**QUOTED TEXT**
----------

Questions about Julia's compilation model

I have a few questions about how Julia’s compiler works.

First, I sometimes see invalidated methodinstances with abstract arguments, e.g. nextind(s::AbstractString, i::Int64) from SnoopCompile output like this:

backedges: 1: superseding nextind(s::AbstractString, i::Int64) @ Base strings/basic.jl:556 with MethodInstance for nextind(::AbstractString, ::Int64) (8 children)

How is it possible to have methodinstances with abstract arguments? I was under the impression that Julia, when calling a function, first found the matching method, then monomorphized the function to a fully concrete methodinstance using the concrete values at runtime before compiling. Since abstract types do not exist at runtime, how is it possible to have abstract methodinstances?

Second, what is the distinction between

  • Methodinstances
  • Codeinstances
  • Specializations

?

2 Likes

This is a little off topic, but would you try Add native UTF-8 Validation using fast shift based DFA by ndinsmore · Pull Request #47880 · JuliaLang/julia · GitHub and see if you still get that error? That PR speeds up nextind by 3x and I think there was a code issue that I fixed while doing it.

This is possible. Although you can’t construct abstract types directly, some builtin functions can return abstract type during compilation time. For example, getindex(arr::Vector{AbstractString}, i::Int) returns AbstractString. Julia may choose to compile a function using this abstract type in the simple sceniao (Julia’s method matching algorithm can work on abstract type signature). Another possibility is @nonspecialize. Or you can call precompile manually on abstract types.

I believe that method instances with abstract argument types only express incomplete specializations which hold limited assumptions on the type of the corresponding arguments. It doesn’t mean that such arguments will be abstract at runtime (as you point out, there is no such thing), only that a given method was compiled with partial knowledge of the type of those arguments.

1 Like

Yes, if there’s a type instability and a function with a limited number of methods (four or less, I think) is called with that unstable argument, Julia will effectively do a union-split based on the existence of the methods at compile time. If the method table changes, then the union of possibilities the unstable arg could be changes and you get an invalidation. This ends up appearing as a backedge in the method table of the called function itself because if the method table changes you need to invalidate the function(s) that call into it with unknown/unstable args. I believe you can also get backedges with abstract arguments from invoke calls.

Here’s my understanding of the lay of the land:

  • Functions have a MethodTable
  • The MethodTable sorts out all the Methods that you’ve defined
  • A given Method has specializations — MethodInstances — describe the args that you’ve called it with
  • The MethodInstance has a bunch of metadata about that particular specialization and one or more versions of its compiled code — the CodeInstance.

----------

**Excerpt from a dataset**
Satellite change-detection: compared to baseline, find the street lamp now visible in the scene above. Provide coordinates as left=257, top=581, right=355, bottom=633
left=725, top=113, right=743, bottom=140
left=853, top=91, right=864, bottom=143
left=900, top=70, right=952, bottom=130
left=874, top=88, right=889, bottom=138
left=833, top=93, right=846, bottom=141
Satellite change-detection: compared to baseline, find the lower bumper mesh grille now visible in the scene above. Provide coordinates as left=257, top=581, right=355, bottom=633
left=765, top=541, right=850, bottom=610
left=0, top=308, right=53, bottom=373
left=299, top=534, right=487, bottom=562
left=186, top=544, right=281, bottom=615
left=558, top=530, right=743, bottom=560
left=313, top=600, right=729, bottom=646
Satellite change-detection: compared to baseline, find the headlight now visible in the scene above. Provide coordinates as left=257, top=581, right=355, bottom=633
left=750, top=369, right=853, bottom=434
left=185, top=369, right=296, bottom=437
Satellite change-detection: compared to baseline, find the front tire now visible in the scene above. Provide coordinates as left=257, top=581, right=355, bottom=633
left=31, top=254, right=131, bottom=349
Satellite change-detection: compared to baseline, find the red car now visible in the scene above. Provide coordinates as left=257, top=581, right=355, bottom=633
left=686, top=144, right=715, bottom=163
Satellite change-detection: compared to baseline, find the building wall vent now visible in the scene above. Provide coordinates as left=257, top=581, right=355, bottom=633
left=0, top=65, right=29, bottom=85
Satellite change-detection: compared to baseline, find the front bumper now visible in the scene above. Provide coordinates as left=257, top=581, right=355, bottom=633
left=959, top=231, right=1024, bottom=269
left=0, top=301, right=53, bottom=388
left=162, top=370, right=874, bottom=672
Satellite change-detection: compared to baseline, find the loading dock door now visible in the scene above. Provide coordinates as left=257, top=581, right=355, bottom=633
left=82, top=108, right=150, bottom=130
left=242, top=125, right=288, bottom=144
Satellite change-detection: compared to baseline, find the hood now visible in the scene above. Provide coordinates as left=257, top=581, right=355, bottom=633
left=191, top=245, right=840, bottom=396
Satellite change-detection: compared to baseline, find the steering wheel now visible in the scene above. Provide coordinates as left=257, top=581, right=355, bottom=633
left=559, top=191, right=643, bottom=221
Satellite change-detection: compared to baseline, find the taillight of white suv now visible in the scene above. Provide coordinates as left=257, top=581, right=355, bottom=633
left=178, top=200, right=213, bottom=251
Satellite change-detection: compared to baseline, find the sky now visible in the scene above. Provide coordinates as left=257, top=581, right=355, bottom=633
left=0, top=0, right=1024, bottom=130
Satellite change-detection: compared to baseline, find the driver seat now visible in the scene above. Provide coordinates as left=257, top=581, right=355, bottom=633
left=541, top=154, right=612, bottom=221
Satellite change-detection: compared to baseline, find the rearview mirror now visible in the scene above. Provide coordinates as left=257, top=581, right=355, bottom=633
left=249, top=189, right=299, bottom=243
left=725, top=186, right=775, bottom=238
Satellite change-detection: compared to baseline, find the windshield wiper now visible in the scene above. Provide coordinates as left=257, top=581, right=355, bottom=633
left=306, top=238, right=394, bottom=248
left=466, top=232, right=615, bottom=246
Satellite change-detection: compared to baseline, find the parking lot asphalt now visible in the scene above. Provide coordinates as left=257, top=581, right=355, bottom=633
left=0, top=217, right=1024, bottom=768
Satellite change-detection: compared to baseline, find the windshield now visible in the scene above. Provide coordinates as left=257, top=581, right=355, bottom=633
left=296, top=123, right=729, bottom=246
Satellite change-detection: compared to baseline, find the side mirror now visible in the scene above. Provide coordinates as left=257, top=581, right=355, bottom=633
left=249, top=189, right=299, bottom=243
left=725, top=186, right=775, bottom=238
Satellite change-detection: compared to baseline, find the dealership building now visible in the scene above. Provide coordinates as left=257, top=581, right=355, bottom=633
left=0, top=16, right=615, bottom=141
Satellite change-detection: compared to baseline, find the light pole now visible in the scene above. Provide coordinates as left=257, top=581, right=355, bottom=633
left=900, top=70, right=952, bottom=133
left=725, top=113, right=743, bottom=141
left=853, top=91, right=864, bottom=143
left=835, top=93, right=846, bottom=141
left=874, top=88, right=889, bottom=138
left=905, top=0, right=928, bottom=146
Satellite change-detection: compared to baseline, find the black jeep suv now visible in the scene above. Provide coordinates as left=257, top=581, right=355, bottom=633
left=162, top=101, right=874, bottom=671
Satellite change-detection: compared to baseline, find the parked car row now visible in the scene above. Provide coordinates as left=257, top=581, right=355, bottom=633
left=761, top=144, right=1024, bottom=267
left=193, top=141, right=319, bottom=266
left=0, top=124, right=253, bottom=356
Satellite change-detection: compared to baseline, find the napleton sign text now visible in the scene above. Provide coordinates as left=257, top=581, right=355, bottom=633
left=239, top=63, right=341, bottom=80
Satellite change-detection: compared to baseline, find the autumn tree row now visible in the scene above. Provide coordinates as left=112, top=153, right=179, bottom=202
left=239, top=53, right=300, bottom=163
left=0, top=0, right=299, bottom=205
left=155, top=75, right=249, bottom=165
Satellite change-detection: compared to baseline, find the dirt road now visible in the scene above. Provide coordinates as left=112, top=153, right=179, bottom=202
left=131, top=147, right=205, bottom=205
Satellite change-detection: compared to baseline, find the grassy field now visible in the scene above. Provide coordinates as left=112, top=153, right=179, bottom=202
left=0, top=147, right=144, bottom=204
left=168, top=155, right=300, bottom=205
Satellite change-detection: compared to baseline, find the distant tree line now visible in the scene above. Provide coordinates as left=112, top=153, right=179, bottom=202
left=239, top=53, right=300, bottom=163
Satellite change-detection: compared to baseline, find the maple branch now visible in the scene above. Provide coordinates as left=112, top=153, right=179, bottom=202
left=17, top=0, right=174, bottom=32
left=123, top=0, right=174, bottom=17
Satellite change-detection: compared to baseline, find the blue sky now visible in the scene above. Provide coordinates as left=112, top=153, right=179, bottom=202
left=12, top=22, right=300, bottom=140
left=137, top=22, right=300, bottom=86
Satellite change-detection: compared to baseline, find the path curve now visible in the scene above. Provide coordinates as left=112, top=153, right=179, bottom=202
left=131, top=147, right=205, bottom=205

----------

**WHAT YOU NEED TO DO**
- a) In the Julia compilation thread, rewrite the paragraph that begins "Yes, if there's a type instability" as a short bulleted list that keeps its main facts.
- b) Proceed with the Julia compilation thread, continuing it from the point where it stops.

**ANSWERS BELOW**
- a)
- When a function with a limited number of methods (about four or fewer) is called with a type-unstable argument, Julia effectively does a union-split based on the methods that exist at compile time.
- If the method table changes, the union of possibilities for the unstable argument changes, which causes an invalidation.
- This appears as a backedge in the method table of the called function itself, because a change to that table requires invalidating the functions that call into it with unknown or unstable arguments.
- Backedges with abstract arguments can probably also come from invoke calls.

- b)
  • Each CodeInstance is valid for a particular range of world ages. An invalidation leads to the compilation of a new CodeInstance for the new world.
5 Likes

Thanks for the explanation.

You mention that the compiler can generate code in the face of type instability using union splitting and world splitting - however, if I understand correctly, neither of these mechanisms actually compile abstract type signatures.

Consider:

f(x::Int) = 1
g(x) = f(first(x))

g(Any[1])

Here, g will use world splitting to compile to the equivalent of:

y = f(x)
y isa Int ? 1 : f(y)

In this code, the type of y is not known. However, this methodinstance does not need to compile any methods for abstract type signatures, right? f(y::Any) does appear, but this is statically known to throw and thus there is little benefit in not having a dynamic dispatch there.

1 Like

In your example, Julia is not compiling f(::Any), but the compiler is making assumptions about it for the sake of re-establishing type stability:

julia> @code_typed g(Any[1])
CodeInfo(
1 ─ %1 = Base.arrayref(true, x, 1)::Any
│   %2 = (isa)(%1, Int64)::Bool
└──      goto #3 if not %2
2 ─      goto #4
3 ─ %5 = Main.f(%1)::Int64
└──      goto #4
4 ┄ %7 = φ (#2 => 1, #3 => %5)::Int64
└──      return %7
) => Int64

It’s highly advantageous to be able to say that g always returns an Int. Adding more methods here (or changing the output type) will appear in SnoopCompile’s output as an invalidation of g(::Any), I think.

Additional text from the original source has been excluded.